## PROMPT
Although the entries contain pictures, only their words should be duplicated exactly.

*** Opening of GIVEN DATA ***

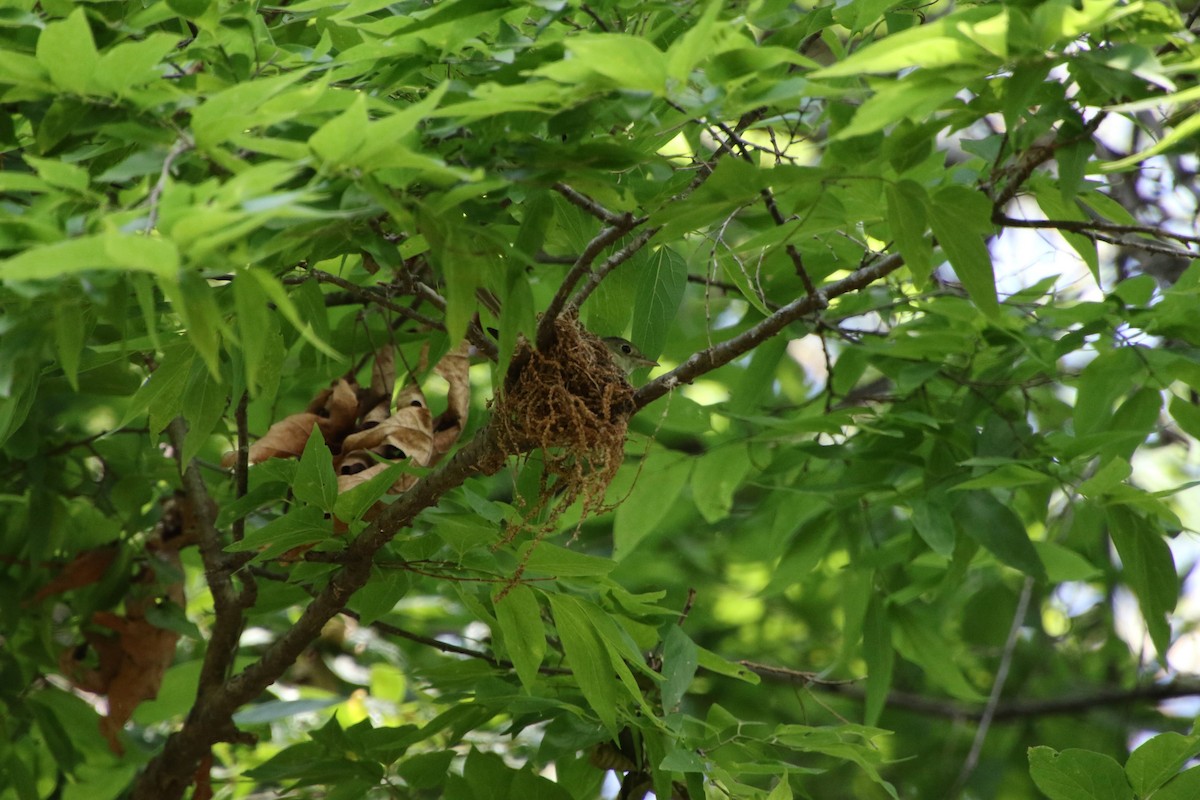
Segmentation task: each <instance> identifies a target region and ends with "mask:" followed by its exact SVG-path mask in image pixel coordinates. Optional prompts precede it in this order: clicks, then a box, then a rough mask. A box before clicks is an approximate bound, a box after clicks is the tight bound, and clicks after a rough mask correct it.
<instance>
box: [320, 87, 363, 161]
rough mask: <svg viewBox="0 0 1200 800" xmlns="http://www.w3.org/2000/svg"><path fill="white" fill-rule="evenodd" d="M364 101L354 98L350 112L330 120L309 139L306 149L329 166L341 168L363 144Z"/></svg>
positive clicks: (360, 94)
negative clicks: (316, 155) (343, 163)
mask: <svg viewBox="0 0 1200 800" xmlns="http://www.w3.org/2000/svg"><path fill="white" fill-rule="evenodd" d="M366 131H367V97H366V95H361V94H359V95H355V96H354V100H353V101H352V102H350V106H349V108H347V109H346V110H344V112H342V113H341V114H338V115H337V116H335V118H334V119H331V120H329V121H328V122H325V124H324V125H322V126H320V127H319V128H317V132H316V133H313V134H312V136H311V137H308V146H310V148H312V150H313V152H316V154H317V156H318V157H319V158H320V160H322V161H324V162H325V163H328V164H332V166H335V167H336V166H340V164H343V163H347V162H349V161H350V160H352V157H353V156H354V154H355V151H356V150H358V149H359V148H361V146H362V143H364V142H365V140H366Z"/></svg>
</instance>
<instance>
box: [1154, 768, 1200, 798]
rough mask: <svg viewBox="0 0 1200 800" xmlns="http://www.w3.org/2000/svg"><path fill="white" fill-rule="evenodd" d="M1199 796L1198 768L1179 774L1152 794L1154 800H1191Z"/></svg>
mask: <svg viewBox="0 0 1200 800" xmlns="http://www.w3.org/2000/svg"><path fill="white" fill-rule="evenodd" d="M1198 796H1200V766H1193V768H1192V769H1189V770H1184V771H1183V772H1180V774H1178V775H1177V776H1175V777H1174V778H1171V780H1170V781H1168V782H1166V784H1165V786H1164V787H1163V788H1162V789H1159V790H1158V792H1156V793H1154V800H1193V799H1194V798H1198Z"/></svg>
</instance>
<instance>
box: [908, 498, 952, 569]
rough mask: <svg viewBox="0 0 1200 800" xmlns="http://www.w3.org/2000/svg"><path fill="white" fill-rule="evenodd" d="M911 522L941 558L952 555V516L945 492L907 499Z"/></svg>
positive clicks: (932, 548)
mask: <svg viewBox="0 0 1200 800" xmlns="http://www.w3.org/2000/svg"><path fill="white" fill-rule="evenodd" d="M908 506H910V507H911V509H912V524H913V528H916V529H917V534H918V535H919V536H920V537H922V539H923V540H924V541H925V543H926V545H929V547H930V549H932V551H934V552H935V553H937V554H938V555H941V557H943V558H950V557H952V555H954V542H955V539H956V535H955V530H954V517H953V515H952V513H950V504H949V501H948V500H947V497H946V493H943V492H937V493H926V494H925V495H924V497H916V498H913V499H912V500H910V501H908Z"/></svg>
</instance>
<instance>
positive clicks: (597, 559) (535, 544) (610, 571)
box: [517, 542, 617, 578]
mask: <svg viewBox="0 0 1200 800" xmlns="http://www.w3.org/2000/svg"><path fill="white" fill-rule="evenodd" d="M530 549H532V551H533V552H532V553H529V554H528V555H526V553H527V552H528V551H530ZM517 558H518V559H521V561H522V563H523V564H524V565H526V571H527V572H532V573H534V575H552V576H556V577H559V578H584V577H590V576H600V575H608V573H610V572H612V571H613V570H614V569H616V567H617V563H616V561H613V560H612V559H607V558H602V557H600V555H588V554H587V553H578V552H576V551H572V549H568V548H565V547H559V546H558V545H551V543H550V542H530V543H529V545H524V546H522V547H521V549H520V551H518V553H517Z"/></svg>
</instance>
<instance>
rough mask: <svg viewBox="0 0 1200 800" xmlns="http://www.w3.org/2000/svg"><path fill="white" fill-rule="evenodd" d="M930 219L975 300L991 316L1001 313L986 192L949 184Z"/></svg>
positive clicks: (963, 284)
mask: <svg viewBox="0 0 1200 800" xmlns="http://www.w3.org/2000/svg"><path fill="white" fill-rule="evenodd" d="M929 222H930V227H931V228H932V229H934V235H935V236H936V237H937V243H938V245H940V246H941V248H942V252H944V253H946V258H948V259H949V261H950V266H953V267H954V272H955V273H956V275H958V276H959V281H961V282H962V285H964V288H966V290H967V294H968V295H971V300H973V301H974V303H976V306H978V307H979V309H980V311H982V312H983V313H984V314H986V315H988V317H996V315H998V314H1000V306H998V303H997V300H996V276H995V275H994V273H992V270H991V254H990V253H989V252H988V246H986V245H985V243H984V239H983V237H984V235H985V234H988V233H990V230H991V203H990V201H989V200H988V198H986V197H984V194H983V193H982V192H978V191H974V190H968V188H966V187H962V186H947V187H944V188H942V190H938V191H937V193H936V194H935V196H934V207H932V209H931V211H930V218H929Z"/></svg>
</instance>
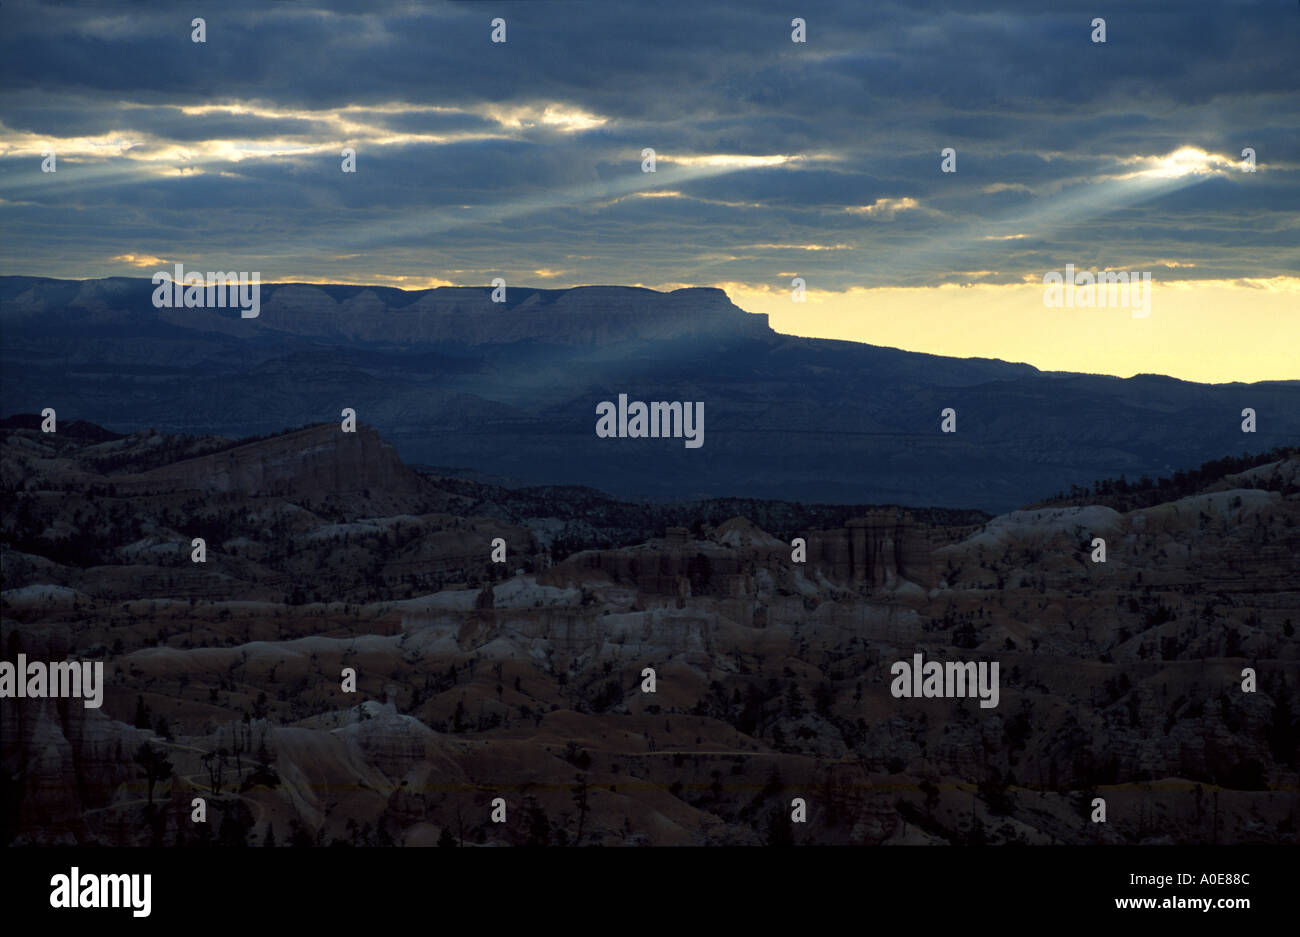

*** Close of GIVEN DATA ***

## WRITTEN SOLUTION
Segmentation task: each <instance> identifies a target region and ends with "mask:" followed by its exact SVG-path mask in image pixel coordinates. Optional prompts precede it in this order: clicks, then a box, then a rough mask. A box before clicks is an approximate bound, a box after clicks is the tight bound, and clicks after a rough mask correct it.
<instance>
box: [320, 87, 363, 161]
rough mask: <svg viewBox="0 0 1200 800" xmlns="http://www.w3.org/2000/svg"><path fill="white" fill-rule="evenodd" d="M364 101L354 98L350 112L330 120L309 139L306 149L329 166L341 168L363 144Z"/></svg>
positive clicks: (360, 94)
negative clicks: (316, 155) (343, 163)
mask: <svg viewBox="0 0 1200 800" xmlns="http://www.w3.org/2000/svg"><path fill="white" fill-rule="evenodd" d="M366 131H367V97H366V95H361V94H359V95H355V96H354V100H353V101H352V102H350V106H349V108H347V109H346V110H344V112H342V113H341V114H338V115H337V116H335V118H334V119H331V120H329V121H328V122H325V124H324V125H322V126H320V127H319V128H317V132H316V133H313V134H312V136H311V137H308V146H310V148H312V150H313V152H316V154H317V156H318V157H319V158H320V160H322V161H324V162H325V163H328V164H332V166H335V167H336V166H340V164H343V163H347V162H349V161H350V160H352V157H353V156H354V154H355V151H356V150H358V149H359V148H361V146H362V143H364V142H365V140H366Z"/></svg>
</instance>
<instance>
box: [1154, 768, 1200, 798]
rough mask: <svg viewBox="0 0 1200 800" xmlns="http://www.w3.org/2000/svg"><path fill="white" fill-rule="evenodd" d="M1199 796L1198 768L1179 774L1152 794L1154 800H1191Z"/></svg>
mask: <svg viewBox="0 0 1200 800" xmlns="http://www.w3.org/2000/svg"><path fill="white" fill-rule="evenodd" d="M1198 796H1200V766H1193V768H1192V769H1189V770H1184V771H1183V772H1180V774H1178V775H1177V776H1175V777H1174V778H1171V780H1170V781H1168V782H1166V784H1165V786H1164V787H1163V788H1162V789H1159V790H1158V792H1156V793H1154V800H1193V799H1194V798H1198Z"/></svg>
</instance>
<instance>
box: [908, 498, 952, 569]
rough mask: <svg viewBox="0 0 1200 800" xmlns="http://www.w3.org/2000/svg"><path fill="white" fill-rule="evenodd" d="M911 522L941 558L952 555V516L945 492L907 499Z"/></svg>
positive clicks: (932, 548)
mask: <svg viewBox="0 0 1200 800" xmlns="http://www.w3.org/2000/svg"><path fill="white" fill-rule="evenodd" d="M908 506H910V507H911V509H912V524H913V528H916V529H917V534H918V535H919V536H920V537H922V539H923V540H924V541H925V543H926V545H929V547H930V549H932V551H934V552H935V553H937V554H938V555H941V557H943V558H950V557H952V555H954V542H955V539H956V535H955V530H954V517H953V515H952V513H950V504H949V501H948V500H947V497H946V493H943V492H937V493H926V494H925V495H924V497H916V498H913V499H912V500H910V501H908Z"/></svg>
</instance>
<instance>
positive clicks: (597, 559) (535, 544) (610, 571)
box: [517, 542, 617, 578]
mask: <svg viewBox="0 0 1200 800" xmlns="http://www.w3.org/2000/svg"><path fill="white" fill-rule="evenodd" d="M530 549H532V551H533V552H532V553H529V554H528V555H526V553H527V552H528V551H530ZM517 558H518V559H521V561H522V563H523V564H524V565H526V571H527V572H532V573H534V575H552V576H556V577H559V578H584V577H590V576H600V575H608V573H610V572H612V571H613V570H614V569H616V567H617V563H616V561H613V560H612V559H607V558H602V557H600V555H588V554H587V553H578V552H576V551H572V549H568V548H565V547H559V546H558V545H551V543H550V542H530V543H529V545H524V546H522V547H521V549H520V551H518V553H517Z"/></svg>
</instance>
<instance>
rough mask: <svg viewBox="0 0 1200 800" xmlns="http://www.w3.org/2000/svg"><path fill="white" fill-rule="evenodd" d="M930 219L975 300L991 316L1001 313L986 192L949 184Z"/></svg>
positive clicks: (963, 284)
mask: <svg viewBox="0 0 1200 800" xmlns="http://www.w3.org/2000/svg"><path fill="white" fill-rule="evenodd" d="M929 222H930V227H931V228H932V229H934V235H935V236H936V237H937V243H938V245H940V246H941V248H942V252H944V253H946V258H948V259H949V261H950V266H953V267H954V272H955V273H956V275H958V276H959V281H961V282H962V285H964V288H966V290H967V294H968V295H971V300H973V301H974V303H976V306H978V307H979V309H980V311H982V312H983V313H984V314H986V315H988V317H996V315H998V314H1000V306H998V303H997V300H996V276H995V275H994V273H992V270H991V254H990V253H989V252H988V246H986V245H985V243H984V239H983V237H984V235H985V234H988V233H990V230H991V203H990V201H989V200H988V198H986V197H984V194H983V193H982V192H978V191H974V190H968V188H966V187H962V186H947V187H944V188H942V190H938V191H937V193H936V194H935V196H934V207H932V209H931V211H930V218H929Z"/></svg>
</instance>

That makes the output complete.